- EXERCISE BRIEF
All entries below must be output word for word, and the pictures left behind.

*** Opening INFORMATION GIVEN ***

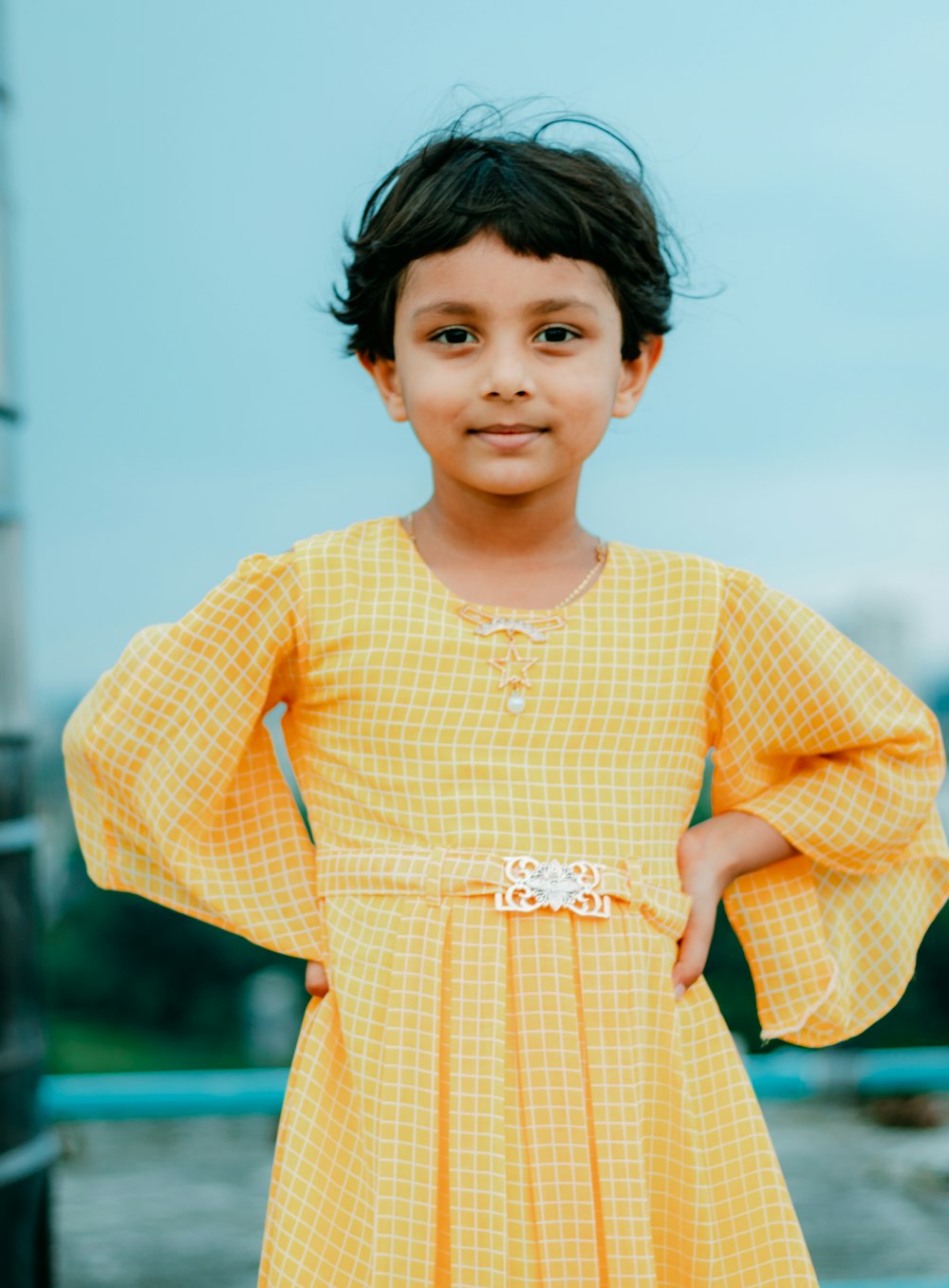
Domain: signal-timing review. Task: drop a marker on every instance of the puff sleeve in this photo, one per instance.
(173, 778)
(818, 738)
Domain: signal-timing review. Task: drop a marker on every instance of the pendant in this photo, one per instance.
(512, 666)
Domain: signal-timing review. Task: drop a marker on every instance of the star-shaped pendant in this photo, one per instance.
(508, 666)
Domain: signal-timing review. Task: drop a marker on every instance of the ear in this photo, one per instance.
(386, 378)
(635, 375)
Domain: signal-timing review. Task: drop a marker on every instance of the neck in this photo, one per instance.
(516, 529)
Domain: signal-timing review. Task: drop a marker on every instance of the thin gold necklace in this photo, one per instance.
(512, 666)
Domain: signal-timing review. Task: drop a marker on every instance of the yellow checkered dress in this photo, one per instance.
(496, 1090)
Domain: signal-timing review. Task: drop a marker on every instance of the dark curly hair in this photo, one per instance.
(540, 198)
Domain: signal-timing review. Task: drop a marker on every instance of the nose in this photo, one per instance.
(505, 374)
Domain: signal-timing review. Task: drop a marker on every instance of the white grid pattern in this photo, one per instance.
(488, 1099)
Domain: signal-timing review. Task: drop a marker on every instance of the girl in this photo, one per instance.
(498, 722)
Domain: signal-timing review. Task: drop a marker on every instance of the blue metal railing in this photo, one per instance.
(789, 1074)
(197, 1092)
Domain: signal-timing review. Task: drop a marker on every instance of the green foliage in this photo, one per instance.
(118, 959)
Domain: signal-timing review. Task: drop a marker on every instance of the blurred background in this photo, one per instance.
(176, 182)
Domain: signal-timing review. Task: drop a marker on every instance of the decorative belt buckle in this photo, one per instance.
(533, 884)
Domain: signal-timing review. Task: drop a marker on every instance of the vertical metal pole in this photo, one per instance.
(28, 1148)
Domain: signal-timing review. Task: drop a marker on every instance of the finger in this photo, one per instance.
(316, 981)
(693, 949)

*** Closing INFORMATION GIVEN ***

- ANSWER TO THIS TASK
Domain: signal-timing review. Task: drop a marker on every instance of the puff sleeve in this photo, one per instance.
(173, 778)
(818, 738)
Domain: signal-timing review. Task: drop a marker on every instance of the pendant in this photo, one per instance.
(512, 666)
Domain: signal-timing review. Task: drop a marker on every instance of the star-shaped pendant in this photo, one per instance.
(508, 666)
Domain: signal-timing review. Task: drop a marker on every instance of the ear in this photo, one per instance.
(386, 378)
(635, 375)
Domain: signal-timing review. Task: drop a marker on every instance of the neck in this photo, one per instance.
(516, 529)
Domain: signal-timing review. Task: drop a marker on every instance of the thin gold necklace in this photo, one per instance.
(512, 666)
Domain: signal-timing review. Task: drop a marker on every instance of the yellow checkered dress in this photo, one per instance.
(496, 1090)
Domain: signal-timing review. Task: drop a marker on every instance of the dark curly hair in this photo, one per instance.
(540, 198)
Domain: signal-timing review. Task: drop a marker on every instance of the nose in this photo, one per instance.
(505, 374)
Domain: signal-timing review. Task: drop a marker on every instance of the white grid pattern in this photo, one per instance.
(488, 1099)
Domain: signal-timing review. Task: drop a marker on every instance of the girl in this photo, one per instance.
(498, 722)
Domain: signal-timing review. Task: drop a marker on every instance of the blue metal railing in this photo, one per instance.
(789, 1074)
(197, 1092)
Domain: signal-timing review. Task: drop a marker on every instance of the green foliage in this photo, one per instance.
(118, 959)
Domain: signal-timing review. Task: drop a marker on every instance of the blurred background in this photo, one per instance.
(176, 182)
Domain: signal-timing review. Task: drop a marker on every instance of the decorative belt buckle in this photo, one per instance.
(533, 884)
Domain: signal-timing review. Task: drop a marker on every instance of the vertical metal pole in this photo, one per instance.
(28, 1148)
Domain: signal-timing review. Task: drop a marker on every instance of the finger in this photo, one per instance.
(316, 981)
(693, 949)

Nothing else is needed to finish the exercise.